_Required action_: A copy is needed of each line in the records that has the word "positive".

[Saved entries]
☆ ☆ ☆

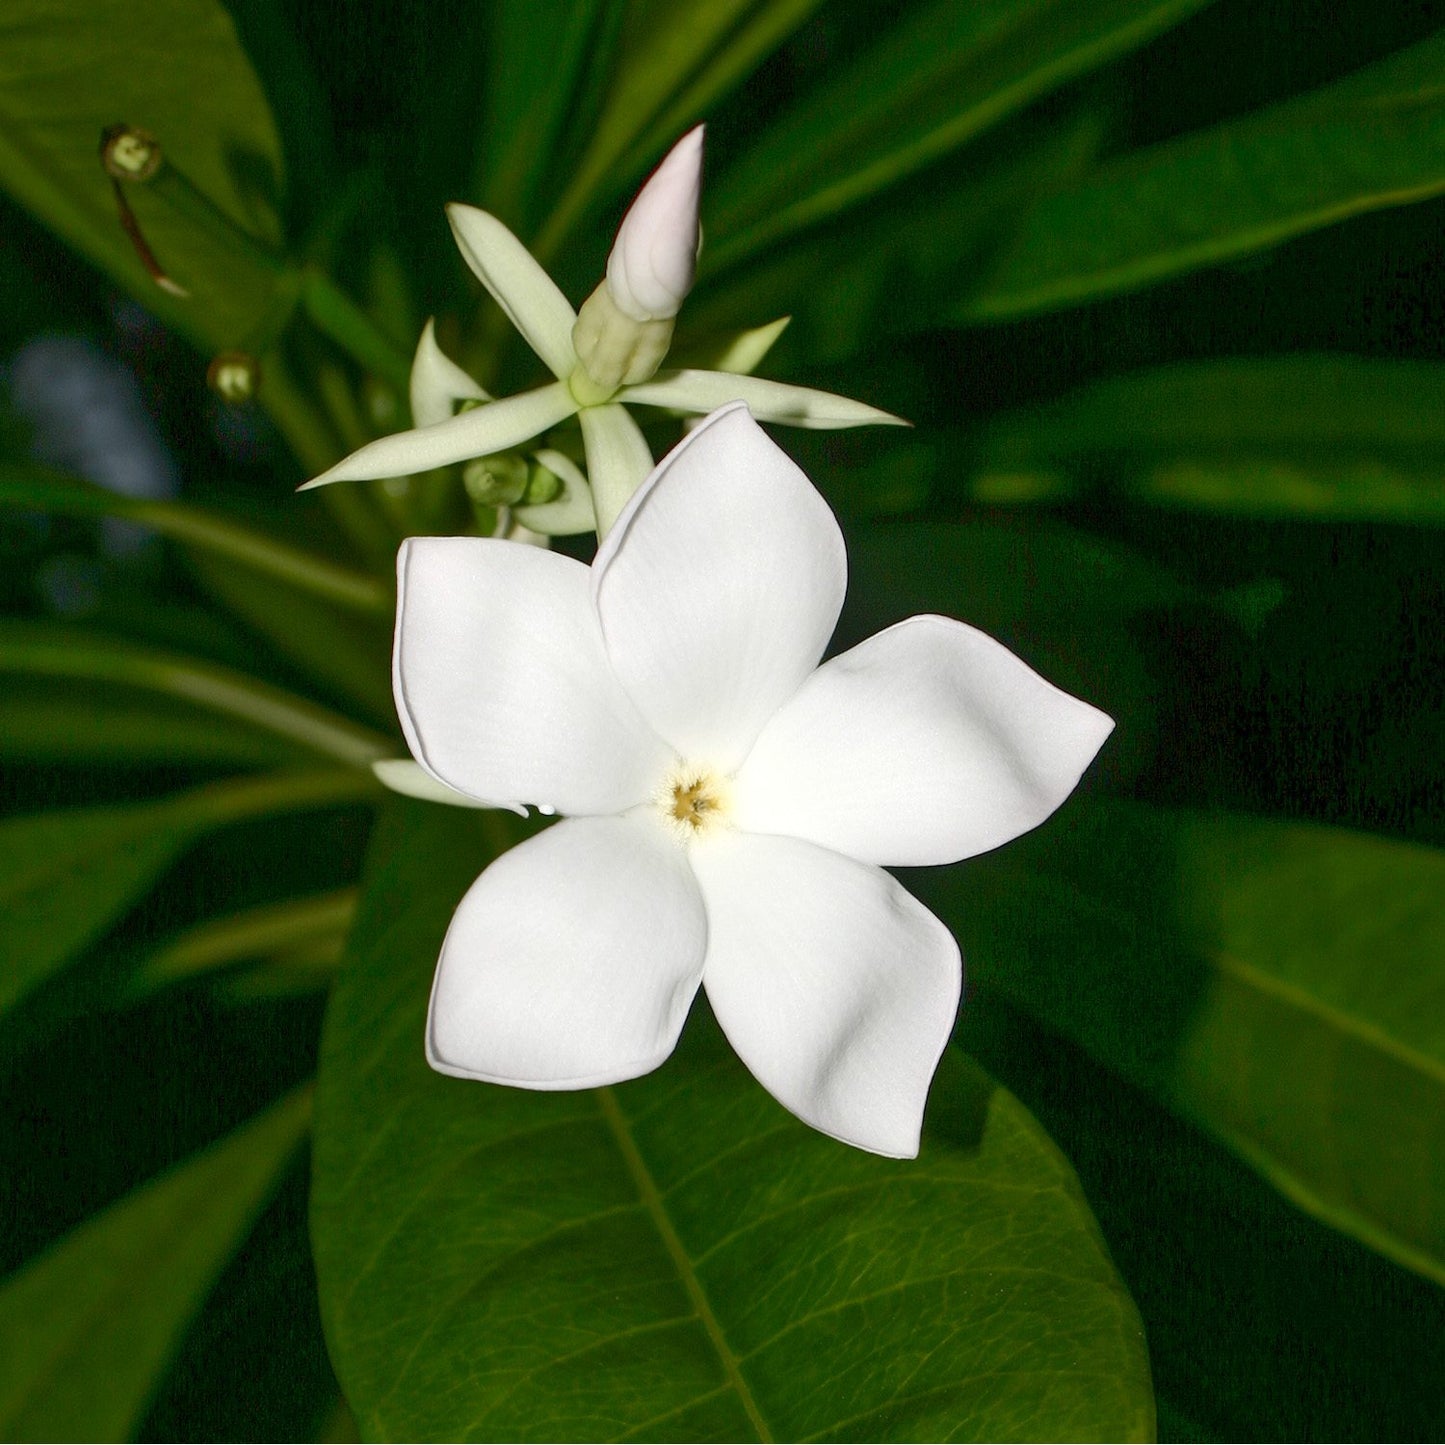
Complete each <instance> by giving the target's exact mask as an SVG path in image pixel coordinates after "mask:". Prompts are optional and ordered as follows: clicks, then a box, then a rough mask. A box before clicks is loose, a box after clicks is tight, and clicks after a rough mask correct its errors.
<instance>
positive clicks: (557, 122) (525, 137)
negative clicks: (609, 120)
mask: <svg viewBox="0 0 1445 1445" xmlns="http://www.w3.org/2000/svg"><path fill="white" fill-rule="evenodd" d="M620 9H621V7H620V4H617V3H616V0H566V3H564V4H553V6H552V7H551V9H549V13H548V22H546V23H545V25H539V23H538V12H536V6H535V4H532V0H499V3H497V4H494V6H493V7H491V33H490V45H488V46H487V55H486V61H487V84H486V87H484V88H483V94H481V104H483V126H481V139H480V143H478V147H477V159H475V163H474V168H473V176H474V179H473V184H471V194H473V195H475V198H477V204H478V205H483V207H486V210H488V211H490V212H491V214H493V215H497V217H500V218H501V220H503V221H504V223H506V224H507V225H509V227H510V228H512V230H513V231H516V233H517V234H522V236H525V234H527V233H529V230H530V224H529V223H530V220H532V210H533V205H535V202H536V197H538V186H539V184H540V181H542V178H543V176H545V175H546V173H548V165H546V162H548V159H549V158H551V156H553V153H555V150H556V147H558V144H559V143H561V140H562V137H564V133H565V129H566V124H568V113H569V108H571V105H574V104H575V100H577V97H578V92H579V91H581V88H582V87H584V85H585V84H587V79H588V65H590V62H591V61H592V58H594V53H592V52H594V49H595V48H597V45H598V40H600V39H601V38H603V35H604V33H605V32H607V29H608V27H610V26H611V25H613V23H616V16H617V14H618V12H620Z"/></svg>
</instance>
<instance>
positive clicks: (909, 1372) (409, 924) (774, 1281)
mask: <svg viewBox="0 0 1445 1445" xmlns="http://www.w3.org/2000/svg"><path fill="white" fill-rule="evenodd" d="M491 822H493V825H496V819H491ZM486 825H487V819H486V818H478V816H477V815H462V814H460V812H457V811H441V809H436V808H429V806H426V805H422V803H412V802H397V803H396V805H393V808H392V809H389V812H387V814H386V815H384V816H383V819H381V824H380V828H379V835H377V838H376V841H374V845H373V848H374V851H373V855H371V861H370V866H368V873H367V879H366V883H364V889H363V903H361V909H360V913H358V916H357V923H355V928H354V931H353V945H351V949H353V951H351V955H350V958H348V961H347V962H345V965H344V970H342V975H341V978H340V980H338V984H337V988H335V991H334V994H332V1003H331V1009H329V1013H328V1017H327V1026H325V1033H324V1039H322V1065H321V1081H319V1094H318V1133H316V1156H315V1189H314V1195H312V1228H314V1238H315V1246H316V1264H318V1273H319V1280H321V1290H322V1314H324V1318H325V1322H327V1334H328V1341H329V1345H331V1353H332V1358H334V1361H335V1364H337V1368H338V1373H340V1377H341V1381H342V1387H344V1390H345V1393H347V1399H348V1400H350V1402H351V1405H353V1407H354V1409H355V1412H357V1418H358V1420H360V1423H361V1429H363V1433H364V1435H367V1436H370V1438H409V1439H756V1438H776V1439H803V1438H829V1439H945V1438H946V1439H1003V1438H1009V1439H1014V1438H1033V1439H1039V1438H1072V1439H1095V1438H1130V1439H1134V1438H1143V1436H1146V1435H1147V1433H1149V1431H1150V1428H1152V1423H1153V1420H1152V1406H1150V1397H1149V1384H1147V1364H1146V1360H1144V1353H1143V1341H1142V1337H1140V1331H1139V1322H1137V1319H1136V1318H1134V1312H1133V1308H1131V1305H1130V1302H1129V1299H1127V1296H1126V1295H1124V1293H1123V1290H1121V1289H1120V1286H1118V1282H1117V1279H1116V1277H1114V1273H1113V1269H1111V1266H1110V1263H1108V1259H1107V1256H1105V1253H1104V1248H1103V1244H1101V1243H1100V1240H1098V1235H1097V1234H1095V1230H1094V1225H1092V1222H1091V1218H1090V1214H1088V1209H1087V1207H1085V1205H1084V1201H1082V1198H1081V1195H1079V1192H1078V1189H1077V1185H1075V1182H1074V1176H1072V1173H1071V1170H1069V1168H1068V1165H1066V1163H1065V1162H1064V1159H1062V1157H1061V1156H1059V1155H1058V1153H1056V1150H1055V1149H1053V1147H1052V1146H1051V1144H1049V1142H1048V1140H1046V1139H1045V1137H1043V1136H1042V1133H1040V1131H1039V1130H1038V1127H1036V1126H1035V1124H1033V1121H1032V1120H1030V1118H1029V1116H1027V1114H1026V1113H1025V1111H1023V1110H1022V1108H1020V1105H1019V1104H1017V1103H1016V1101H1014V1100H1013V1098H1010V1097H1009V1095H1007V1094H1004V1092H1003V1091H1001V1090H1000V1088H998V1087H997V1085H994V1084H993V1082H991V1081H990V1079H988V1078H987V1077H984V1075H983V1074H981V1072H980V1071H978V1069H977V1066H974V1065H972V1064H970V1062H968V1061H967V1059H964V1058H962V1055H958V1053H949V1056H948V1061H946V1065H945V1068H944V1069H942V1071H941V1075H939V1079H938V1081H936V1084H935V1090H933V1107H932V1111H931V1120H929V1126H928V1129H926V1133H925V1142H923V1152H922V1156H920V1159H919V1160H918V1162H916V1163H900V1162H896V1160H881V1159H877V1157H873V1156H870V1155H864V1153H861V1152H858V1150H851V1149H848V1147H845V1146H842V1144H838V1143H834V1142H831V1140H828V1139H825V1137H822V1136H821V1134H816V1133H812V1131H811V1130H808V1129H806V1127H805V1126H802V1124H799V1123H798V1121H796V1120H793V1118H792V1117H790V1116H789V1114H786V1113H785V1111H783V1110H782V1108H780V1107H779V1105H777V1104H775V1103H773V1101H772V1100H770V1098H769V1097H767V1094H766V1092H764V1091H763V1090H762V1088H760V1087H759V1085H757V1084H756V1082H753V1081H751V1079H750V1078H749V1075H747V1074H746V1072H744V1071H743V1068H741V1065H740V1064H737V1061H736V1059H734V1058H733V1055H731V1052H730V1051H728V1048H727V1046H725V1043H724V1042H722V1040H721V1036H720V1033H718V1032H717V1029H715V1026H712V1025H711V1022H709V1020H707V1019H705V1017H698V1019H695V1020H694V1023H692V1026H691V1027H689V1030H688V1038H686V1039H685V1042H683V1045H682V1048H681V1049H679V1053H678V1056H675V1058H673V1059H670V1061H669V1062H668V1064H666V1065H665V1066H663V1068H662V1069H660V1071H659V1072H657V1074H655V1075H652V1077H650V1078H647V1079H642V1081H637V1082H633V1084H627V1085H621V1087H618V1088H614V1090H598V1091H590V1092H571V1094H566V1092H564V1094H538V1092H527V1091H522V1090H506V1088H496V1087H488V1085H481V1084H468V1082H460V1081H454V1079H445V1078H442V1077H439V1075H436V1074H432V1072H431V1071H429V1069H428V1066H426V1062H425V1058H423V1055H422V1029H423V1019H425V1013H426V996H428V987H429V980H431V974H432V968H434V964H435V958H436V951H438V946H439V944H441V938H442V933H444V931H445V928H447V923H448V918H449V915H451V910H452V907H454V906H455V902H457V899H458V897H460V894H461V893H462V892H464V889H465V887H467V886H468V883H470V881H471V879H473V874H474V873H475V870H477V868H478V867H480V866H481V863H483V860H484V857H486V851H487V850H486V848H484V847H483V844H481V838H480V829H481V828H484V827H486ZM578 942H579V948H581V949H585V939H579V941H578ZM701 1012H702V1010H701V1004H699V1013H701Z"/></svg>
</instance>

☆ ☆ ☆

_Solution to the exercise_:
positive clicks: (557, 122) (525, 137)
positive clicks: (909, 1372) (409, 924) (774, 1281)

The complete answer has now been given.